» **TASK PROMPT**: Output all of the entries exactly as written.

» **DATASET EXCERPTS**:
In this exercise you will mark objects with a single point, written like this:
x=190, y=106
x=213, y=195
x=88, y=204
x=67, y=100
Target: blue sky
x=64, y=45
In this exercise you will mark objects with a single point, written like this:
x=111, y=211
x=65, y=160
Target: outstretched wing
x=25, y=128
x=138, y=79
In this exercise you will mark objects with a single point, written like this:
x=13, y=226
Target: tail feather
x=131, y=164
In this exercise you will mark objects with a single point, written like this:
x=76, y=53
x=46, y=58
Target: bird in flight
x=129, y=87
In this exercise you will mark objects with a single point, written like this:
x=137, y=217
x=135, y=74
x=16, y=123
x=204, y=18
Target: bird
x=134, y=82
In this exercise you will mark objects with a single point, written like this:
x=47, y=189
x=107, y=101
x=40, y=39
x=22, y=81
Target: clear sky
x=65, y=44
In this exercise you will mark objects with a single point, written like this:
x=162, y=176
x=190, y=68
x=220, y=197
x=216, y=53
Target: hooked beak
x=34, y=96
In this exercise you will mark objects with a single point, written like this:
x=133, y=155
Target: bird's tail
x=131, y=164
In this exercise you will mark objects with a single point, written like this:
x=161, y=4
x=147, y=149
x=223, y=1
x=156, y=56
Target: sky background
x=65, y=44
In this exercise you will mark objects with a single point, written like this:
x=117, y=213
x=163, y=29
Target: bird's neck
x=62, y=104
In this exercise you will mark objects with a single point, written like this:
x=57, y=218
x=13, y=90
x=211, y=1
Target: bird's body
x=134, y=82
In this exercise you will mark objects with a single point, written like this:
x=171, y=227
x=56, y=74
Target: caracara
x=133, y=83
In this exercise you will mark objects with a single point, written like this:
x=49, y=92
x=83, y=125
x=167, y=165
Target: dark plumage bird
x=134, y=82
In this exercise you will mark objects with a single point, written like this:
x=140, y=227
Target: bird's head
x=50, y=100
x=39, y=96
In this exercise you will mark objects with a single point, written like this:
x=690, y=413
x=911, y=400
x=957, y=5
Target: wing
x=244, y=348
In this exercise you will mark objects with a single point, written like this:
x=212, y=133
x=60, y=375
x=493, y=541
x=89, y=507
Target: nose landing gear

» **ANSWER AREA**:
In this exercise you will mark objects with a single point, written like this:
x=190, y=106
x=213, y=195
x=88, y=204
x=67, y=100
Target: blue sky
x=64, y=45
In this exercise you will mark objects with a single point, written like this:
x=111, y=211
x=65, y=160
Target: outstretched wing
x=25, y=128
x=138, y=79
In this exercise you will mark objects with a single point, written like this:
x=13, y=226
Target: tail feather
x=131, y=164
In this exercise you will mark objects with a single point, written like this:
x=76, y=53
x=46, y=58
Target: bird in flight
x=129, y=87
In this exercise you will mark objects with a single point, written like this:
x=137, y=217
x=135, y=74
x=16, y=123
x=204, y=18
Target: bird
x=134, y=82
In this exercise you will mark objects with a single point, written like this:
x=47, y=189
x=107, y=101
x=40, y=39
x=22, y=81
Target: clear sky
x=65, y=44
In this exercise you will mark objects with a single point, written like this:
x=162, y=176
x=190, y=68
x=220, y=197
x=216, y=53
Target: hooked beak
x=34, y=96
In this exercise you will mark objects with a single point, written like this:
x=133, y=155
Target: bird's tail
x=131, y=164
In this exercise you will mark objects with a single point, written like this:
x=161, y=4
x=147, y=149
x=223, y=1
x=156, y=56
Target: sky background
x=65, y=44
In this exercise you will mark objects with a single point, written like this:
x=117, y=213
x=163, y=29
Target: bird's neck
x=62, y=104
In this exercise you will mark objects with a single point, written like this:
x=57, y=218
x=13, y=90
x=211, y=1
Target: bird's body
x=134, y=82
In this exercise you will mark objects with a single point, written like this:
x=171, y=227
x=56, y=74
Target: caracara
x=133, y=83
In this exercise you will mark objects with a single point, written like this:
x=49, y=92
x=83, y=125
x=167, y=165
Target: dark plumage bird
x=134, y=82
In this exercise you will mark objects with a single point, written like this:
x=140, y=227
Target: bird's head
x=50, y=100
x=39, y=96
In this exercise you will mark objects with a single point, written like this:
x=690, y=413
x=911, y=400
x=957, y=5
Target: wing
x=244, y=348
In this exercise you will mark objects with a single point, written like this:
x=212, y=133
x=60, y=375
x=493, y=541
x=89, y=507
Target: nose landing gear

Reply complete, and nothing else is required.